▸ Action item:
Find every line below where the string "stone" shows up, and copy those lines.

▸ Collected data:
= = = =

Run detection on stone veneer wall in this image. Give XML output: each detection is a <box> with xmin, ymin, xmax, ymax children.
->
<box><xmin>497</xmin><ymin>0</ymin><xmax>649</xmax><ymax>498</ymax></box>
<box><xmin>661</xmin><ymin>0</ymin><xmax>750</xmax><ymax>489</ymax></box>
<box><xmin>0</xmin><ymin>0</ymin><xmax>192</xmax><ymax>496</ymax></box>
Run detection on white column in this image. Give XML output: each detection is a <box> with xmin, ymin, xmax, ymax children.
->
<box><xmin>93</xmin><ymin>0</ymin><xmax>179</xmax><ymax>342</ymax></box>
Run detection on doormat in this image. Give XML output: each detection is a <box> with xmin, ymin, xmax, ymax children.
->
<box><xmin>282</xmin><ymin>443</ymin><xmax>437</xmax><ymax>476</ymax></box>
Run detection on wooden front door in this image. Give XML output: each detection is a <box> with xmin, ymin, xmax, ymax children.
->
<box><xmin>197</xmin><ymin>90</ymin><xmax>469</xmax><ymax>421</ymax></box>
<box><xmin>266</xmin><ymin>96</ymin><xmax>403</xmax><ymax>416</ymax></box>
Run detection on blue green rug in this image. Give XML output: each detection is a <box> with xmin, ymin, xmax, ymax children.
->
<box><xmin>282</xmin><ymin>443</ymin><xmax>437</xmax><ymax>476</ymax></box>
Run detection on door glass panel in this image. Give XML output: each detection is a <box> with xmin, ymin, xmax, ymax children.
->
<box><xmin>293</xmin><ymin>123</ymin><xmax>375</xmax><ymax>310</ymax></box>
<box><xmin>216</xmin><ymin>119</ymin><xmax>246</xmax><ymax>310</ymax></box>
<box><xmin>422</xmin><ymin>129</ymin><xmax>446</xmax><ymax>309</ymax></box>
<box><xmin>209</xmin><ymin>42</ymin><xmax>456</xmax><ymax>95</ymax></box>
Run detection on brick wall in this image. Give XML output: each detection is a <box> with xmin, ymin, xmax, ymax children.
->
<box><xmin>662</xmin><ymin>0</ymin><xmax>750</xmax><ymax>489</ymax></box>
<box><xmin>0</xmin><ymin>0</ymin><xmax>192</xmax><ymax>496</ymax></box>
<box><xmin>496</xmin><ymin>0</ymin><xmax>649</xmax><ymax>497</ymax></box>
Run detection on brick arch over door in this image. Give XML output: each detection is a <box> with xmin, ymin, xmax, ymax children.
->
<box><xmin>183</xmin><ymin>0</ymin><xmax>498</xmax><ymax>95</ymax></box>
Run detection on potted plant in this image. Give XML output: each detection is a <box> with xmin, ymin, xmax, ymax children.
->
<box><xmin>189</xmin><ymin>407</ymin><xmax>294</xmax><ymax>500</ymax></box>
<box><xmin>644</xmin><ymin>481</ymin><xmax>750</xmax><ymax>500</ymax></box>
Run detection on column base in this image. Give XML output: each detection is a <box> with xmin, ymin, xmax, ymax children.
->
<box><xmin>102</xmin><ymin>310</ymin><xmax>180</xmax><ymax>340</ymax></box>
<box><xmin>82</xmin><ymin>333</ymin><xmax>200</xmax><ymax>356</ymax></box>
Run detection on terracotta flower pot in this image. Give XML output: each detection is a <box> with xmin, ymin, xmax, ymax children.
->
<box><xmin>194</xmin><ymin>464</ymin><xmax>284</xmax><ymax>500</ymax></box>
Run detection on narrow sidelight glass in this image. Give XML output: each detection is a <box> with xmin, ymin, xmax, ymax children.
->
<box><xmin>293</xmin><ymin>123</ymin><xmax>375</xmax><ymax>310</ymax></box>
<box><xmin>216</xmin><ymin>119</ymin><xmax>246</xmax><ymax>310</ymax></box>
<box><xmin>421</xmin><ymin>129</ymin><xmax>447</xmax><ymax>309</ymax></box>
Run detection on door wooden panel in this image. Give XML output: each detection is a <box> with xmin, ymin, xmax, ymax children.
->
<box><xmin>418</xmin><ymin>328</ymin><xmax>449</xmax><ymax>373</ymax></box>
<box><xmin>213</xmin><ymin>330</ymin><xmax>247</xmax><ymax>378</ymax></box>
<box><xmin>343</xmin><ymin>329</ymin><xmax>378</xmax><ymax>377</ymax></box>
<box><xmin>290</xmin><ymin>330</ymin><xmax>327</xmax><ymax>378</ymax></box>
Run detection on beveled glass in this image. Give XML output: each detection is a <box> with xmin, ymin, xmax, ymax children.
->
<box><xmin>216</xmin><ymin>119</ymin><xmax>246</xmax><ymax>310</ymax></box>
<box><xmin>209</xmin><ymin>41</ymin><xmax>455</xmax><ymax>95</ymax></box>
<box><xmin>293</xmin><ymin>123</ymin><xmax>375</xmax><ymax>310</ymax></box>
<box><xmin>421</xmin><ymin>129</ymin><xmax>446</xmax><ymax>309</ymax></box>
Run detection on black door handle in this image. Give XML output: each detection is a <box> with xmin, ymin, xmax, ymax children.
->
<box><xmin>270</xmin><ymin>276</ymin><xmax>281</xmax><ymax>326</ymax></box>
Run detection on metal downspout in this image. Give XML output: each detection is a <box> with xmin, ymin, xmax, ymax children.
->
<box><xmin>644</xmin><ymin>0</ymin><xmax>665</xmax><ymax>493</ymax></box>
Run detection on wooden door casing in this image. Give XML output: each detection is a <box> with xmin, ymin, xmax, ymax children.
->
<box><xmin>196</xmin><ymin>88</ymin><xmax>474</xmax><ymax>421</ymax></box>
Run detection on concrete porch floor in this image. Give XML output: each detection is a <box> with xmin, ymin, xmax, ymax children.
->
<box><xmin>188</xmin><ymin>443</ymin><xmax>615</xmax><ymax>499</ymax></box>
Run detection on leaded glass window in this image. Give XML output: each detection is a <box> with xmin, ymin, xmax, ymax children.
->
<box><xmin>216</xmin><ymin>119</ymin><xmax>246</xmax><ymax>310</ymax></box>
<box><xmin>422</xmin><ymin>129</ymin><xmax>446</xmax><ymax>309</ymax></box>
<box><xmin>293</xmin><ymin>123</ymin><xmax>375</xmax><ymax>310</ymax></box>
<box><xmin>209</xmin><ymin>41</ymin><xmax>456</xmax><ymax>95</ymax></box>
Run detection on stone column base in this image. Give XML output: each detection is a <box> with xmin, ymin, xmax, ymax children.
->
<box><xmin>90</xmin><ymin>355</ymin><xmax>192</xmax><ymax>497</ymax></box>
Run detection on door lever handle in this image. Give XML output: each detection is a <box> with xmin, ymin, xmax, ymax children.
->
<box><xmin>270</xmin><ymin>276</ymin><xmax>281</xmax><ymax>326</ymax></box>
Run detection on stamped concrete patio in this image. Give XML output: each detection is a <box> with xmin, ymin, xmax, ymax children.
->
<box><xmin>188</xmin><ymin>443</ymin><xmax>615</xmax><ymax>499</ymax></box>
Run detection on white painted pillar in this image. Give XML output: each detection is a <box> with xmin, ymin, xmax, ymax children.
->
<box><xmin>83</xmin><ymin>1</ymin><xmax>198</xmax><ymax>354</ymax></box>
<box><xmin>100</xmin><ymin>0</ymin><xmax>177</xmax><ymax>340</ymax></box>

= = = =

▸ Problem solution:
Run detection on stone veneer wall in this image. Give XML output: each detection is a <box> with xmin, ymin, xmax, ymax children.
Run detection on stone column base in this image. Give XML output: each detection is a <box> with xmin, ymin, xmax, ymax children.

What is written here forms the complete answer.